Aim: Copy the items word for word, starting with the line that contains "Point out the whitewashed" and going on through the last line of the items.
──────── Data extract
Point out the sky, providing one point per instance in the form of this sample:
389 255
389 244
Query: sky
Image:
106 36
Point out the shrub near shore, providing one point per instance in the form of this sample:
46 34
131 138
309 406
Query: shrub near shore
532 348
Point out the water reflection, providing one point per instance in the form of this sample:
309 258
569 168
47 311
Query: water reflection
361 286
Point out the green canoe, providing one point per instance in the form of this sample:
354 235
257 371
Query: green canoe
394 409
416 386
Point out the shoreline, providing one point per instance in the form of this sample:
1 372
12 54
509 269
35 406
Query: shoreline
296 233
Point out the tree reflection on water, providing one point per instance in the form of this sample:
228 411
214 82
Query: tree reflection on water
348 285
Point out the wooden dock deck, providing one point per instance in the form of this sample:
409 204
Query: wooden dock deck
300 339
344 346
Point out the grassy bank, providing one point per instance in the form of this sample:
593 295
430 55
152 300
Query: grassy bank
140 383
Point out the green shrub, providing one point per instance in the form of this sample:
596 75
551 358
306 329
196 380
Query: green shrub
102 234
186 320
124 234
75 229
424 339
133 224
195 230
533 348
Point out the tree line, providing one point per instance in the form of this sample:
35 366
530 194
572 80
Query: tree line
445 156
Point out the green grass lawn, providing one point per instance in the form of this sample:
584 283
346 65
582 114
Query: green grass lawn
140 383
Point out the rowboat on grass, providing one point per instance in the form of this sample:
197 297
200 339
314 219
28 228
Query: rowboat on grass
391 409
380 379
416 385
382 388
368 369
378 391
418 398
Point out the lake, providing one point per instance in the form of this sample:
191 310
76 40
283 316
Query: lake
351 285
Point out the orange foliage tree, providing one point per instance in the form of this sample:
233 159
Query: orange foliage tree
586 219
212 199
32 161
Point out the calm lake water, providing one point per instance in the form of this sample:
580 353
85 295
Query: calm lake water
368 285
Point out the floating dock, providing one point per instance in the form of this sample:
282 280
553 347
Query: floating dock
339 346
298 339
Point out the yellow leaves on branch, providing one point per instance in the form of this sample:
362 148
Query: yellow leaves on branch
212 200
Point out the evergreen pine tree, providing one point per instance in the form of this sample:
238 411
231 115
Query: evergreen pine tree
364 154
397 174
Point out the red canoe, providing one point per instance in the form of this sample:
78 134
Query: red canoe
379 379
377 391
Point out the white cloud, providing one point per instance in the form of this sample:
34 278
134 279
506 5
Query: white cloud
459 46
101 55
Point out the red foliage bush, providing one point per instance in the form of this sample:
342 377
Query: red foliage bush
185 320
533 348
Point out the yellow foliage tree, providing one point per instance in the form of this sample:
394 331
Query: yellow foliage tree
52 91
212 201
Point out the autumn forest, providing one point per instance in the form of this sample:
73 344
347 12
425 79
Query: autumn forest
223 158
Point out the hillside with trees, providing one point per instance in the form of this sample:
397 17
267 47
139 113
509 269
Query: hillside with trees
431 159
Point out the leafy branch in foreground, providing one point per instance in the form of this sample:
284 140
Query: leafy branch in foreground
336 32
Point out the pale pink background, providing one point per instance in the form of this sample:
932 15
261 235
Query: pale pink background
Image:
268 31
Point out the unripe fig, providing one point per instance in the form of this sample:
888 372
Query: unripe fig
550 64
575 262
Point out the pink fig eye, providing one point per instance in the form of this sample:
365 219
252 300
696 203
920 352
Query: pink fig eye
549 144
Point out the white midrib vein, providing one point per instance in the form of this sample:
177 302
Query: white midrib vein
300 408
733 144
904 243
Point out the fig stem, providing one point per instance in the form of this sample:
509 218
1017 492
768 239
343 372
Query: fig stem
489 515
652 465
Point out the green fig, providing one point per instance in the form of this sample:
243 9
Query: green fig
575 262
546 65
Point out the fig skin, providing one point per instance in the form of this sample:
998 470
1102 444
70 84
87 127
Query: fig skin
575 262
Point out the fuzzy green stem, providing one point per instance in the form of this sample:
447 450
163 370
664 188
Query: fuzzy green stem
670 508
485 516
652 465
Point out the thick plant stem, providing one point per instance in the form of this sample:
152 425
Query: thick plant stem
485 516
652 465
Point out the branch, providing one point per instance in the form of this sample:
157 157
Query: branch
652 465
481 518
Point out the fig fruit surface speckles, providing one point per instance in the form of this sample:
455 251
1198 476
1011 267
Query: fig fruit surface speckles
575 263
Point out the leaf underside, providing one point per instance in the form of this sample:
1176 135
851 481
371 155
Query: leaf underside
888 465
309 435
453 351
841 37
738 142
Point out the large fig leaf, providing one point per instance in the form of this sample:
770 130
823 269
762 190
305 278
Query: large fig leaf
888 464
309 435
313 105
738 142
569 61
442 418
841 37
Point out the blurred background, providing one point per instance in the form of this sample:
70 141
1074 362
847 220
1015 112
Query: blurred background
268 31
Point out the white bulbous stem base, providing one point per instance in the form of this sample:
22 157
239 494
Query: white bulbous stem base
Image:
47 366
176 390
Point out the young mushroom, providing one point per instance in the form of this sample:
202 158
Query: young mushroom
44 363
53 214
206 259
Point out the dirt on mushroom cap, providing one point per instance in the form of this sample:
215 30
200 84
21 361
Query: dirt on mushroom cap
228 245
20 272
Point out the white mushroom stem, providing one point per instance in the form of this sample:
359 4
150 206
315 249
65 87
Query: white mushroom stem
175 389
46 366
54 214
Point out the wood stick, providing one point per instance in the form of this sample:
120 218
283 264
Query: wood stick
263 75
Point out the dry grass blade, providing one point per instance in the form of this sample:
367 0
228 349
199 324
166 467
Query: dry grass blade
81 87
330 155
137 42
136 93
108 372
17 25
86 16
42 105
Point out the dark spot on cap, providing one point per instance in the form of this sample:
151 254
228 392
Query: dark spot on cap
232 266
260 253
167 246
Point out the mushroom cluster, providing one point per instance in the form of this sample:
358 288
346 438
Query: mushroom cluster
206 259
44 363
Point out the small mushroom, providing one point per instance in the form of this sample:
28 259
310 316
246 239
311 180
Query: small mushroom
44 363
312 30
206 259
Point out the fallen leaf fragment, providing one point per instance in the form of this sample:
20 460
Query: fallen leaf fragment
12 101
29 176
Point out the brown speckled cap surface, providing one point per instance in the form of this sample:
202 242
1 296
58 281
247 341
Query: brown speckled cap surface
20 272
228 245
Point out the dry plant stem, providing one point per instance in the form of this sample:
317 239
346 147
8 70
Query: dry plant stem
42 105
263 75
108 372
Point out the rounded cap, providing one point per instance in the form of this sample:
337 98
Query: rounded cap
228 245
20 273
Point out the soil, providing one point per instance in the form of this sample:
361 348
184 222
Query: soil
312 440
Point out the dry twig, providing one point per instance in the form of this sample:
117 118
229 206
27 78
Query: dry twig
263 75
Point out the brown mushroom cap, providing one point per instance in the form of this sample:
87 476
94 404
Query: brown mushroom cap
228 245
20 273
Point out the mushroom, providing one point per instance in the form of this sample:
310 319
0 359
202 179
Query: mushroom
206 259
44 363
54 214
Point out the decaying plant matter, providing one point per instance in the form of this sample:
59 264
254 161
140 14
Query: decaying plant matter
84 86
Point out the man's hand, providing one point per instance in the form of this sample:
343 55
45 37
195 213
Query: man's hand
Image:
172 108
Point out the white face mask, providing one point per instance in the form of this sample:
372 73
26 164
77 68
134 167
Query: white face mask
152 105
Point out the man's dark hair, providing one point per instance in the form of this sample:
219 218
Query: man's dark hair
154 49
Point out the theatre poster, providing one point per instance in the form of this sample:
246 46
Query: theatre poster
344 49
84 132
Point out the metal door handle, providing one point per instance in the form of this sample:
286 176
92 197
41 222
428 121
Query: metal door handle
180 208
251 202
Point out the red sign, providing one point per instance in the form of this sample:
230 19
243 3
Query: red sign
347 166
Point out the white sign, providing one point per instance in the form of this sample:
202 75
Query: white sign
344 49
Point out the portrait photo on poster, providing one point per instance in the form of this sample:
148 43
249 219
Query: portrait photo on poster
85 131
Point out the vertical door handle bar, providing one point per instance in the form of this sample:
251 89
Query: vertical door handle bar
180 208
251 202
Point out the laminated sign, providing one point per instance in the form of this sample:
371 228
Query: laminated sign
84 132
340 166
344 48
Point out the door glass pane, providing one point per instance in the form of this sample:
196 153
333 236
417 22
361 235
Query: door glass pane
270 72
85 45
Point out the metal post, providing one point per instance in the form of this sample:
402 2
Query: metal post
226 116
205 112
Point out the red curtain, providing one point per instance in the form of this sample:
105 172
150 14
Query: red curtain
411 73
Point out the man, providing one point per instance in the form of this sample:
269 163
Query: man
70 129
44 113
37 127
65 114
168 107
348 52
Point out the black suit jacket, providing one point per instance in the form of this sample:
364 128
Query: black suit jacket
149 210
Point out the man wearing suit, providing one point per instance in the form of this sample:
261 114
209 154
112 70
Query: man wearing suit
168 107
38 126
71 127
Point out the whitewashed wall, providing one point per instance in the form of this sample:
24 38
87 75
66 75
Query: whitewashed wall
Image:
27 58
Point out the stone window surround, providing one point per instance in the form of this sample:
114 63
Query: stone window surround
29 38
────────────────
Output of the task:
Point out the whitewashed wall, providing one point per instance in the form of this sample:
24 38
87 75
66 75
Query: whitewashed wall
Image:
27 58
Point out the stone window surround, providing one point per instance in the form of this sample:
114 63
Query: stone window surround
29 38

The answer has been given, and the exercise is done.